▶ DIRECTIVE
Give an exact transcription of every line, dropping the images.

▶ STORED RECORDS
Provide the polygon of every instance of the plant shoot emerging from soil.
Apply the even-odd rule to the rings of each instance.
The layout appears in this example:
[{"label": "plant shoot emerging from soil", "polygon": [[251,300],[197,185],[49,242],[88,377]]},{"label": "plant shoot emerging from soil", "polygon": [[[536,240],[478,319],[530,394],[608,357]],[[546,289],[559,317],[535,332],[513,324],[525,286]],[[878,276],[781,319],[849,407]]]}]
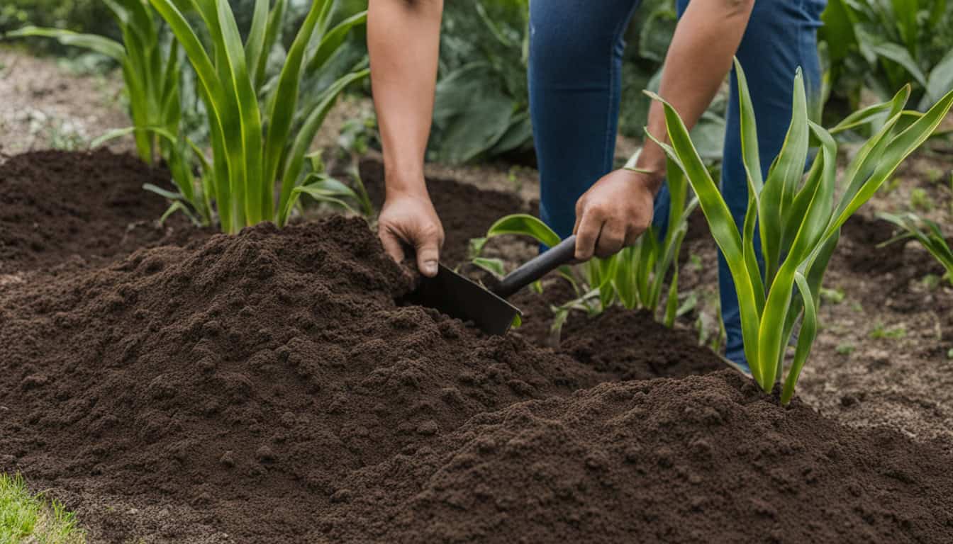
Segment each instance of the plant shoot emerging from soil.
[{"label": "plant shoot emerging from soil", "polygon": [[30,494],[20,474],[0,474],[0,542],[85,544],[86,534],[62,504]]},{"label": "plant shoot emerging from soil", "polygon": [[[256,0],[244,43],[226,0],[150,1],[186,51],[200,82],[213,151],[211,162],[200,157],[202,185],[215,200],[222,230],[236,232],[262,221],[283,226],[314,135],[338,94],[366,77],[368,71],[355,67],[313,99],[305,99],[300,91],[302,81],[321,72],[351,29],[364,23],[367,12],[329,28],[334,2],[312,3],[280,74],[269,79],[267,59],[277,42],[285,0],[271,10],[268,0]],[[186,10],[197,13],[205,28],[193,28]],[[211,37],[209,46],[199,38],[204,33]],[[276,180],[277,202],[273,194]],[[209,202],[202,205],[211,207]]]},{"label": "plant shoot emerging from soil", "polygon": [[[736,227],[679,113],[661,97],[651,94],[663,104],[671,145],[657,141],[687,176],[712,235],[728,261],[738,289],[745,357],[752,375],[765,392],[783,379],[781,402],[787,404],[814,344],[821,282],[841,227],[933,133],[953,106],[953,91],[920,113],[903,110],[910,95],[906,86],[892,100],[852,113],[828,131],[808,118],[806,91],[799,70],[794,78],[787,137],[767,177],[762,177],[754,108],[744,71],[737,59],[735,70],[749,191],[742,232]],[[841,184],[842,194],[835,198],[837,143],[831,133],[882,119],[884,114],[886,121],[848,164]],[[811,147],[820,150],[805,176]],[[755,252],[758,238],[763,250],[763,270]],[[803,322],[794,340],[799,317]],[[792,340],[797,347],[785,374],[786,347]]]}]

▶ COMPLETE RESPONSE
Provide the polygon of every instance of the plant shoot emerging from soil.
Apply the even-odd rule to the rings of each instance.
The layout appears in this example:
[{"label": "plant shoot emerging from soil", "polygon": [[251,300],[197,185],[49,242],[88,377]]},{"label": "plant shoot emerging from soil", "polygon": [[[536,240],[478,319],[530,394],[608,357]],[[546,289],[559,317],[535,332],[513,324],[525,286]],[[878,276],[781,319],[849,407]]]}]
Segment each instance of the plant shoot emerging from soil.
[{"label": "plant shoot emerging from soil", "polygon": [[30,494],[20,474],[0,474],[0,542],[85,544],[86,534],[62,504]]},{"label": "plant shoot emerging from soil", "polygon": [[[256,0],[244,43],[226,0],[150,1],[186,51],[200,82],[213,151],[211,162],[200,157],[202,185],[215,200],[222,230],[236,232],[262,221],[283,226],[314,135],[338,94],[366,77],[368,71],[355,67],[313,99],[305,99],[300,91],[302,81],[321,72],[351,29],[364,23],[367,12],[329,28],[334,2],[312,3],[280,74],[269,79],[267,59],[277,42],[285,0],[271,10],[268,0]],[[186,10],[197,13],[205,28],[193,28]],[[211,37],[209,46],[199,38],[204,33]],[[276,180],[277,202],[273,194]],[[209,202],[202,205],[211,207]]]},{"label": "plant shoot emerging from soil", "polygon": [[[736,227],[679,113],[661,97],[651,94],[663,104],[671,145],[657,141],[687,176],[712,235],[728,261],[738,289],[745,357],[752,375],[765,392],[783,379],[781,402],[787,404],[814,344],[821,282],[841,227],[933,133],[953,106],[953,91],[920,113],[903,110],[910,95],[906,86],[892,100],[852,113],[828,131],[808,118],[806,91],[799,70],[794,78],[787,137],[767,177],[762,177],[754,108],[744,71],[737,59],[735,70],[749,191],[742,232]],[[841,184],[842,194],[835,198],[837,143],[831,133],[882,119],[884,114],[886,121],[848,164]],[[811,147],[820,150],[805,176]],[[755,252],[758,238],[763,250],[763,270]],[[803,322],[794,340],[799,317]],[[792,340],[797,347],[785,374],[786,347]]]}]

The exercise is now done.